Problem description: Can you reproduce each of the items below verbatim, changing nothing?

Listed entries:
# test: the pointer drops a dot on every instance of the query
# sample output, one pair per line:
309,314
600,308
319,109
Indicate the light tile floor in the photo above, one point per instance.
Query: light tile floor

Answer below:
# test: the pointer drops a dot on every instance of the query
# sample output, one pair per line:
309,314
600,308
319,109
Indicate the light tile floor in the photo above, one point per instance.
Query: light tile floor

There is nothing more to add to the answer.